§ TEXT EXCERPT:
I've attached a zip file with the raw data, [^spark-load-perf-results-001.zip]. More details
on the benchmark are available in the [README|https://github.com/stef1927/spark-load-perf/tree/master].

h3. Conclusions

In the RDD tests, Cassandra is 9 times slower than CSV for the first two schemas and 4-5 times
slower for the last two schemas. When compared to Parquet, it is 16 times slower for the first
two schemas and 5 times slower for the last two schemas.

In the DF tests, Cassandra is 3 times slower than CSV for the first two schemas and about
2 times slower for the third and forth schemas. When compared to Parquet, it is 13-15 times
slower for the first two schemas and 5-6 times slower for the last two schemas. I've excluded
an outlying value for the DF tests of schema 2, 95.12. Extremely large values for Cassandra
were observed 3 times, the other 2 values were excluded from the final data due to other problems
with the benchmark.

§ SET PROBLEM: Write a continuation of the text on the Cassandra load benchmark, starting right after its final sentence about values excluded "due to other problems with the benchmark." The listing is not needed for this work.

§ INFORMATION SUPPLIED:
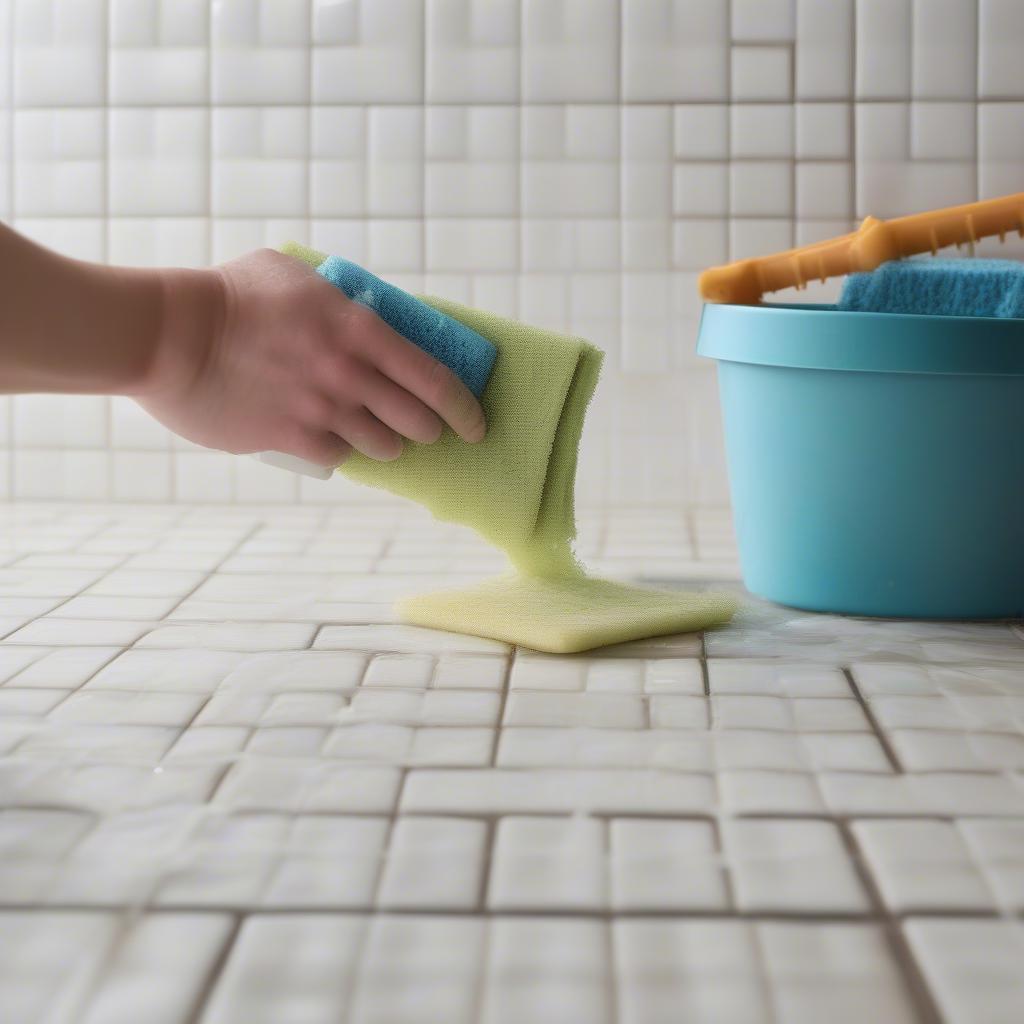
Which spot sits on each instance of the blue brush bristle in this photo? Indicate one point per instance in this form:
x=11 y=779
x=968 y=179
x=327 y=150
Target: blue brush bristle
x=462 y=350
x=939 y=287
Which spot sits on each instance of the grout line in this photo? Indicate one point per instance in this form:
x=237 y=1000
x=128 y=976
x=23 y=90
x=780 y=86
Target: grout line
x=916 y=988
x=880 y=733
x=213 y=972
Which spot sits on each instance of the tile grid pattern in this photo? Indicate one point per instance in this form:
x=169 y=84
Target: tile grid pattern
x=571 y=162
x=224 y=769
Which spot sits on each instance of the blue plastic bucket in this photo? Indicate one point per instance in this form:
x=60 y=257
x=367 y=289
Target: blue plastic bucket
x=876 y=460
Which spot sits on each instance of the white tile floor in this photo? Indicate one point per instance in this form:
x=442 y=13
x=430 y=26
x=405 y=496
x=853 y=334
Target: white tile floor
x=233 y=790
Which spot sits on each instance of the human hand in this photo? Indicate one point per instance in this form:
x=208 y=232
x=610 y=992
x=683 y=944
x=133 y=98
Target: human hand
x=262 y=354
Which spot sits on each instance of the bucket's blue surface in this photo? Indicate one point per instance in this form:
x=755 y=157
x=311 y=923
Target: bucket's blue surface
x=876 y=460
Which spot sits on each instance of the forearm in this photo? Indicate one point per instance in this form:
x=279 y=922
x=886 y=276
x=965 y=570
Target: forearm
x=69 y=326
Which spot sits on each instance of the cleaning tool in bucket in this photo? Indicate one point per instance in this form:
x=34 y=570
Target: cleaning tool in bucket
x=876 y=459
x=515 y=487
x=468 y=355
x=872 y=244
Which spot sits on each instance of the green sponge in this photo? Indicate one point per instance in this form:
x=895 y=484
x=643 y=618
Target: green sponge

§ RESPONSE FOR THIS EXERCISE:
Storing data into a text string, with the client decoding the values, is faster by approximately
a factor 1.5.

Clustering columns vs composite partition keys seem to have only a small impact on performance.

h3. Next steps

I intend to modify the Spark Connector to support the streaming proof of concept delivered
in the parent ticket CASSANDRA-9259. If the impact of streaming is as significant as hoped
(factor 3 or 4 improvement), then I intend to implement the [approach|https://issues.apache.org/jira/browse/CASSANDRA-11521?focusedCommentId=15232701&page=com.atlassian.jira.plugin.system.issuetabpanels:comment-tabpanel#comment-15232701]
suggested in CASSANDRA-11521 and compare the two.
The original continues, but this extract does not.